■ Items from a data source ■
+++

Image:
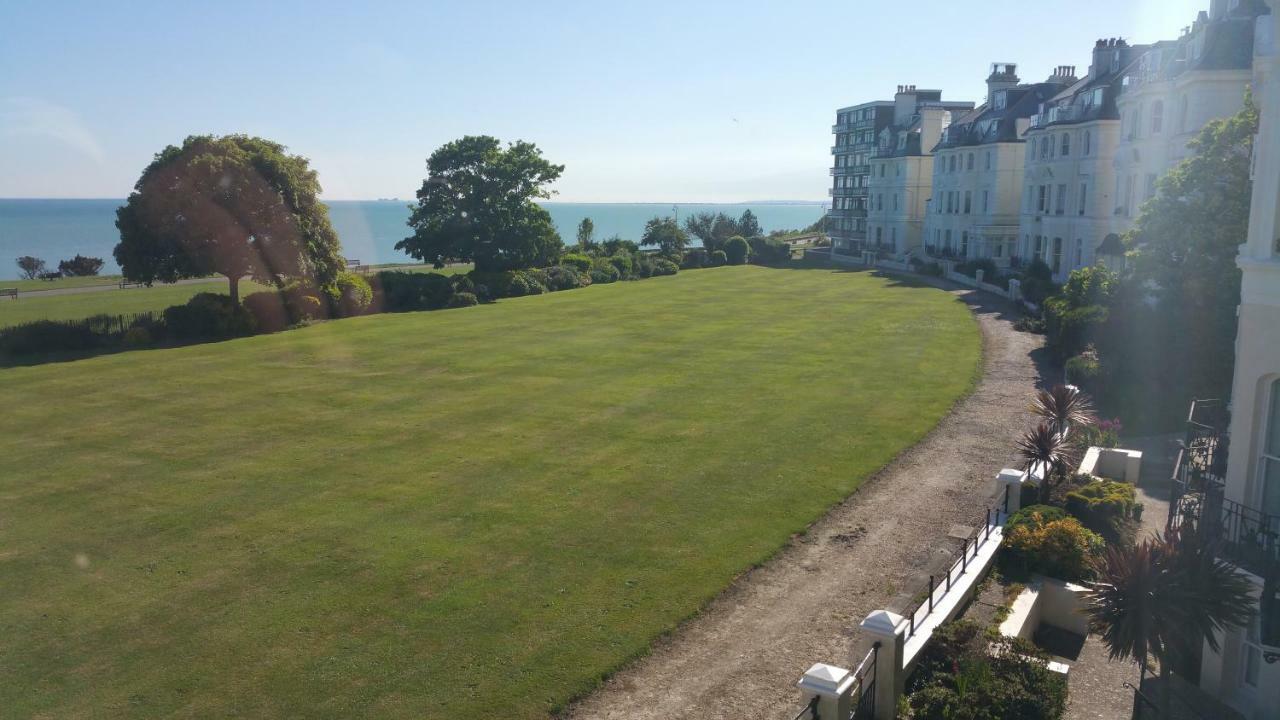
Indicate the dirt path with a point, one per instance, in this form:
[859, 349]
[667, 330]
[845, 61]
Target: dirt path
[743, 656]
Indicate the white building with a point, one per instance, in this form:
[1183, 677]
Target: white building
[978, 169]
[1247, 671]
[901, 168]
[1072, 144]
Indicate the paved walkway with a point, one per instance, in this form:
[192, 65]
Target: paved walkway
[743, 656]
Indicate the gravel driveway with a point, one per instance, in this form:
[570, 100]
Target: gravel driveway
[743, 655]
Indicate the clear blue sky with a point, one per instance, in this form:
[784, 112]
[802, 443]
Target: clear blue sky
[644, 101]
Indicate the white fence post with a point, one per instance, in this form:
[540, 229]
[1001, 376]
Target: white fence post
[890, 630]
[833, 687]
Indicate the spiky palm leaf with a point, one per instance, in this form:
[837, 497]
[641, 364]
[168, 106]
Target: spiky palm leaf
[1064, 408]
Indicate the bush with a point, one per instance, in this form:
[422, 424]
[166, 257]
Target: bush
[769, 251]
[663, 267]
[576, 260]
[736, 250]
[1105, 507]
[268, 309]
[351, 295]
[464, 300]
[562, 278]
[1061, 547]
[209, 315]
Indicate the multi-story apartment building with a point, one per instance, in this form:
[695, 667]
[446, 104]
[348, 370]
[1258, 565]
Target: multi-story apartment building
[978, 169]
[1240, 507]
[1173, 91]
[901, 168]
[856, 130]
[1069, 172]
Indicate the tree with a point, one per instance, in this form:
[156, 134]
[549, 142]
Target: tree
[1183, 254]
[585, 235]
[478, 205]
[31, 267]
[666, 235]
[233, 205]
[1165, 595]
[1045, 450]
[80, 267]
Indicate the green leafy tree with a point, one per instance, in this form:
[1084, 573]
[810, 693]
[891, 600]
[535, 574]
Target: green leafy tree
[666, 236]
[585, 235]
[1162, 596]
[478, 205]
[31, 267]
[1183, 251]
[233, 205]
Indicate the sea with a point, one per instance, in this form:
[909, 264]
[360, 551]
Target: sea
[58, 229]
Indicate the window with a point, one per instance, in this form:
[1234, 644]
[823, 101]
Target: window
[1269, 464]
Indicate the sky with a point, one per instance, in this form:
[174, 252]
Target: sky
[653, 101]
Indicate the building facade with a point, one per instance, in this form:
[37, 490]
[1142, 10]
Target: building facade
[856, 131]
[978, 167]
[901, 169]
[1069, 171]
[1246, 673]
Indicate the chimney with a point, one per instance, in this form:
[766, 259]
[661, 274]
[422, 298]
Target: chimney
[1002, 77]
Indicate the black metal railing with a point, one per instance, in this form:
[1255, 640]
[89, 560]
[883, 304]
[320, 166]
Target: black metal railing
[969, 547]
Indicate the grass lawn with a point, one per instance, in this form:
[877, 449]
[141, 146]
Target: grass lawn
[453, 514]
[33, 306]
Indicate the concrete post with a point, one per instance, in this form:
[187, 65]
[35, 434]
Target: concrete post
[1009, 484]
[890, 630]
[833, 688]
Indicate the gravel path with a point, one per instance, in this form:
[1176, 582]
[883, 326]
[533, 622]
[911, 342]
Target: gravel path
[743, 656]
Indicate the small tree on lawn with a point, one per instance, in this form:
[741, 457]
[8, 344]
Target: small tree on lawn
[31, 267]
[232, 205]
[478, 205]
[1165, 595]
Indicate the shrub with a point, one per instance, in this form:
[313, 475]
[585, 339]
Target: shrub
[1104, 506]
[464, 300]
[209, 315]
[624, 264]
[769, 251]
[736, 250]
[663, 267]
[268, 309]
[576, 260]
[1061, 548]
[562, 278]
[350, 295]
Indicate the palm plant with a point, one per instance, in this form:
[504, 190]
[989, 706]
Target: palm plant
[1064, 408]
[1164, 595]
[1045, 449]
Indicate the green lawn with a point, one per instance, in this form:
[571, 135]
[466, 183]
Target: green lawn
[456, 514]
[35, 306]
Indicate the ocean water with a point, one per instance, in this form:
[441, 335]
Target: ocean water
[58, 229]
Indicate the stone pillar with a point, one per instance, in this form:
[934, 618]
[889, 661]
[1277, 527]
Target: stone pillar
[833, 688]
[1010, 482]
[890, 630]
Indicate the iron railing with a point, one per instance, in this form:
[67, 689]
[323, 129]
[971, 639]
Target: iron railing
[958, 568]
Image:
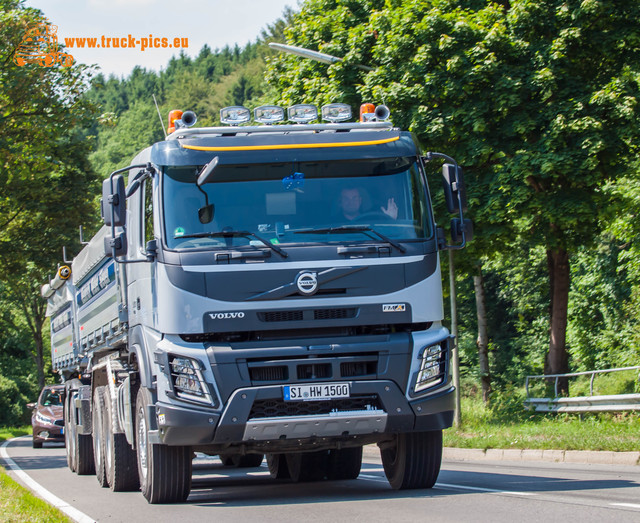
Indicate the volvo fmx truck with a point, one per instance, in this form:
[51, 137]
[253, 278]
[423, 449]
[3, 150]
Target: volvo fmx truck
[261, 289]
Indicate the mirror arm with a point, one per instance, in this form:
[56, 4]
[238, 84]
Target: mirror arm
[427, 158]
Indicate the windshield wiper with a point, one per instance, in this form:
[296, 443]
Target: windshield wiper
[232, 234]
[353, 228]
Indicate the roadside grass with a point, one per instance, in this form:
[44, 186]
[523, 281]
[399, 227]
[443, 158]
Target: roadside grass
[17, 504]
[507, 424]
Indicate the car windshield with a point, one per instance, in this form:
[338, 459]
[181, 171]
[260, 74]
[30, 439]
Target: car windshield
[51, 398]
[295, 203]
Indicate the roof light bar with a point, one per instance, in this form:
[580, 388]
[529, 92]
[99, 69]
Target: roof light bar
[303, 113]
[336, 112]
[234, 115]
[268, 114]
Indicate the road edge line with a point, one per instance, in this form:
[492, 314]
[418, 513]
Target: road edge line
[39, 490]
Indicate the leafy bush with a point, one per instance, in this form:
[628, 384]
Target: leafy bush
[12, 403]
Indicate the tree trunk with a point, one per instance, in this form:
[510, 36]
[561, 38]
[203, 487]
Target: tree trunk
[483, 339]
[559, 278]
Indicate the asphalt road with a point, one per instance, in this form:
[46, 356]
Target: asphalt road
[466, 491]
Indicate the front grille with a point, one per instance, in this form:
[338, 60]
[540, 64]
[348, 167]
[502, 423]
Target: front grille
[280, 316]
[280, 408]
[352, 369]
[314, 314]
[334, 314]
[278, 373]
[314, 371]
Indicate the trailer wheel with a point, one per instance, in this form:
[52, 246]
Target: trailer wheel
[85, 465]
[79, 447]
[98, 435]
[277, 464]
[413, 459]
[344, 463]
[307, 466]
[69, 431]
[165, 472]
[240, 461]
[121, 465]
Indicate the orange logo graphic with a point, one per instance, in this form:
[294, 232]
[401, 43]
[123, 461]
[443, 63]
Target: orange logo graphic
[40, 46]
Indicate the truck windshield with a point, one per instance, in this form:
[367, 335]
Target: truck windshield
[296, 203]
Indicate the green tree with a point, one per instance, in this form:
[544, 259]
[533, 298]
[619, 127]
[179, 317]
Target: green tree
[538, 99]
[46, 184]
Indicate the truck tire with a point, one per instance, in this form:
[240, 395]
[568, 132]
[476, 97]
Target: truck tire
[70, 431]
[85, 465]
[121, 465]
[277, 464]
[413, 460]
[165, 472]
[240, 461]
[344, 463]
[79, 447]
[307, 466]
[97, 416]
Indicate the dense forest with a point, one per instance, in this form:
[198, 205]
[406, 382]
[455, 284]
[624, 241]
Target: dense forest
[538, 100]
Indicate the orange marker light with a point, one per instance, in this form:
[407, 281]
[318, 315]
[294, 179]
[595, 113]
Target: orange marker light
[174, 115]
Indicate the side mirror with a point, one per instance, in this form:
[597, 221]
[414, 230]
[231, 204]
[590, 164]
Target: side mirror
[205, 214]
[455, 192]
[115, 246]
[152, 249]
[114, 201]
[457, 227]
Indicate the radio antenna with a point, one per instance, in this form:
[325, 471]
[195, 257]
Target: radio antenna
[159, 115]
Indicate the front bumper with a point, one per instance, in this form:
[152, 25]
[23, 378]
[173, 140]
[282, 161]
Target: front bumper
[389, 412]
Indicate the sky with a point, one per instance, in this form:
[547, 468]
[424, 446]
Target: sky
[194, 22]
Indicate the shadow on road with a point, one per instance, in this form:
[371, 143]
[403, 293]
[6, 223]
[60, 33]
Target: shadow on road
[524, 483]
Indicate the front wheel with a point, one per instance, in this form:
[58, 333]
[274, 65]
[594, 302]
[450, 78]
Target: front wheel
[165, 472]
[98, 422]
[120, 459]
[412, 460]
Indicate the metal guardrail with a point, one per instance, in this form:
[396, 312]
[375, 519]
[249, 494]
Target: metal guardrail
[591, 403]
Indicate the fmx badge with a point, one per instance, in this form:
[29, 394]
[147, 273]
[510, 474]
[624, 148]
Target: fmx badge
[394, 307]
[40, 46]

+++

■ ACTIVITY ■
Reprint exactly the lines above that start at the one with "Indicate the window" and end at the one with "Indicate the chimney", keeping both and adding none.

■ REPLY ■
Indicate the window with a point, one per instance, in this form:
[1234, 644]
[823, 101]
Target: window
[1269, 464]
Indicate the sky with a point, one per instance, in this form:
[174, 252]
Target: sky
[653, 101]
Indicate the building facade with a point, one per instance, in this form:
[37, 490]
[1142, 10]
Target: building facade
[856, 131]
[978, 167]
[901, 169]
[1069, 171]
[1246, 673]
Indicate the chimney with a point, one per instance, in this form:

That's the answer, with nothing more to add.